▶ Lesetext:
----------

Entscheidungsstichwort (Thema)

Zuständigkeitskonzentration bei Adoption mit Auslandsbeziehung

 

Leitsatz (amtlich)

Die Zuständigkeitskonzentration bei dem VormG am Sitz des OLG im Falle der Annahme eines ausländischen Kindes greift auch dann, wenn über Art. 23 EGBGB das Heimatrecht des anzunehmenden Kindes anzuwenden ist (Anschluss an OLG Stuttgart FamRZ 2004, 1124; entgegen OLG Hamm FamRZ 2003, 1042 und OLG Karlsruhe OLGReport Karlsruhe 2004, 125).

 

Normenkette

FGG §§ 5, 43b Abs. 2 S. 2; AdwirkG § 5 Abs. 1

 

Verfahrensgang

AG Zweibrücken (Aktenzeichen XVI 29/04)

AG Bad Dürkheim (Aktenzeichen XVI 6/04)

 

Tenor

Für das Adoptionsverfahren ist das AG - VormG - Zweibrücken örtlich zuständig.

 

Gründe

I. Der 14-jährige Beteiligte zu 1) ist eheliches Kind der Beteiligten zu 3) aus deren geschiedener Ehe mit dem Beteiligten zu 4). Die Beteiligten zu 1) und 3) sind russische Staatsangehörige. Die Beteiligte zu 3) ist seit dem 25.9.2001 mit dem Beteiligten zu 2), einem Deutschen, verheiratet. Der Beteiligte zu 1) lebt im gemeinsamen Haushalt der Beteiligten zu 2) und 3) in D. Der Beteiligte zu 2) beabsichtigt, den Beteiligten zu 1) als Kind anzunehmen, und hat im Oktober 2004 den notariell beurkundeten Adoptionsantrag beim AG - VormG - Bad Dürkheim gestellt. Das angegangene Gericht hat das Verfahren durch Beschluss vom 26.10.2004 unter Bezugnahme auf § 43b Abs. 2 S. 2 FGG i.V.m. § 5 Abs. 1 AdWirkG vom 5.11.2001 (BGBl. I, 2950 [2953]) an das AG - VormG - Zweibrücken abgegeben. Dieses ist aufgrund der im AdWirkG angeordneten Zuständigkeitskonzentration auf das VormG am Sitz des OLG für alle Verfahren zuständig, in denen "ausländische Sachvorschriften zur Anwendung kommen". Das AG Bad Dürkheim sieht diesen Fall als gegeben an, weil wegen der russischen Staatsangehörigkeit des minderjährigen Beteiligten zu 1) auch dessen Heimatrecht zu prüfen sei. Das AG - VormG - Zweibrücken hat durch Beschluss vom 11.11.2004 die Übernahme des Verfahrens abgelehnt; seiner Auffassung nach ist eine Zuständigkeitskonzentration bei ihm nur dann gegeben, wenn sich die Annahme eines Kindes insgesamt und nicht nur - wie hier - Teil- oder Vorfragen nach ausländischen Sachvorschriften richten. Daraufhin hat das AG Bad Dürkheim die Sache dem OLG Zweibrücken "zur Entscheidung über die Abgabe"vorgelegt.

----------

▶ Schriftliche Aufgabe a: Liste bitte jede Zeile der folgenden Datensätze auf, in der das Wort „lamp" vorkommt.

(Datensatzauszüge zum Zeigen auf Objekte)
----------

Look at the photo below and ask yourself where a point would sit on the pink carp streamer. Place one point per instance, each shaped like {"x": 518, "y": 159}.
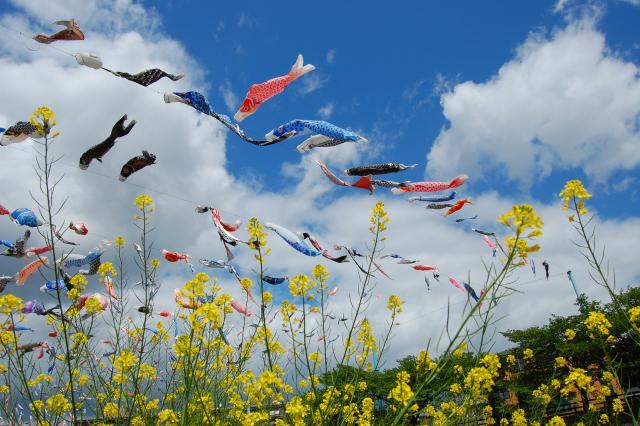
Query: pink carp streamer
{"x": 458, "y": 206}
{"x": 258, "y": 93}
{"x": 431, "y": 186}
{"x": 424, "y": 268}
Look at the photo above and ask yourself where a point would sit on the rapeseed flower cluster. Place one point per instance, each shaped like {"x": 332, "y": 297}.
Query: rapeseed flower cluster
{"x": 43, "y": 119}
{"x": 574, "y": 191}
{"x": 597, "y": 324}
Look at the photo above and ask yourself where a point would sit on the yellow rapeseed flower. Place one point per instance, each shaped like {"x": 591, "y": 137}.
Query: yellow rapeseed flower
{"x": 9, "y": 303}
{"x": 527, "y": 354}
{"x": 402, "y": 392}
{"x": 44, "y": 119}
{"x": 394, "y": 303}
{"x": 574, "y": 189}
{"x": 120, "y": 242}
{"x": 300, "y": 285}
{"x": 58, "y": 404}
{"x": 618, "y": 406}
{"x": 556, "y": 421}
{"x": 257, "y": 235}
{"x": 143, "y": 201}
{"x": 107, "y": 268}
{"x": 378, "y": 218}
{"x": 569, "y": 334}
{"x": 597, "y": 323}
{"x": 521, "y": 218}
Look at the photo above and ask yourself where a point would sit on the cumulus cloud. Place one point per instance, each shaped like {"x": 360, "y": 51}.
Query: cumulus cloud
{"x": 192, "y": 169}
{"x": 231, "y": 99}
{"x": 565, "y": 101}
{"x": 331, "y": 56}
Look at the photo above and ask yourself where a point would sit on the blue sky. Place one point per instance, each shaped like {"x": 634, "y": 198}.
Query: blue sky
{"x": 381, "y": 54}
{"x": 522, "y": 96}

----------

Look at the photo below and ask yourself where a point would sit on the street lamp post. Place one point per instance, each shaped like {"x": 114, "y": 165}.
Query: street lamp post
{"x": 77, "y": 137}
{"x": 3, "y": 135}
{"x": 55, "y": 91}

----------

▶ Schriftliche Aufgabe b: Stimmen diese Aussagen mit dem Beschluss zur Adoption überein? (i) Der Beteiligte zu 2) ist russischer Staatsangehöriger. (ii) Das AG - VormG - Zweibrücken lehnte die Übernahme des Verfahrens ab. (iii) Der Adoptionsantrag wurde beim AG - VormG - Zweibrücken gestellt. Antworte jeweils mit Ja oder Nein und zitiere die entscheidenden Worte des Beschlusses wörtlich.

▶ Fertige Antwort a:
Look at the photo below and ask yourself where a point would sit on the street lamp post. Place one point per instance, each shaped like {"x": 114, "y": 165}.
Query: street lamp post

▶ Fertige Antwort b:
(i) Nein: „mit dem Beteiligten zu 2), einem Deutschen, verheiratet"
(ii) Ja: „Das AG - VormG - Zweibrücken hat durch Beschluss vom 11.11.2004 die Übernahme des Verfahrens abgelehnt"
(iii) Nein: „hat im Oktober 2004 den notariell beurkundeten Adoptionsantrag beim AG - VormG - Bad Dürkheim gestellt"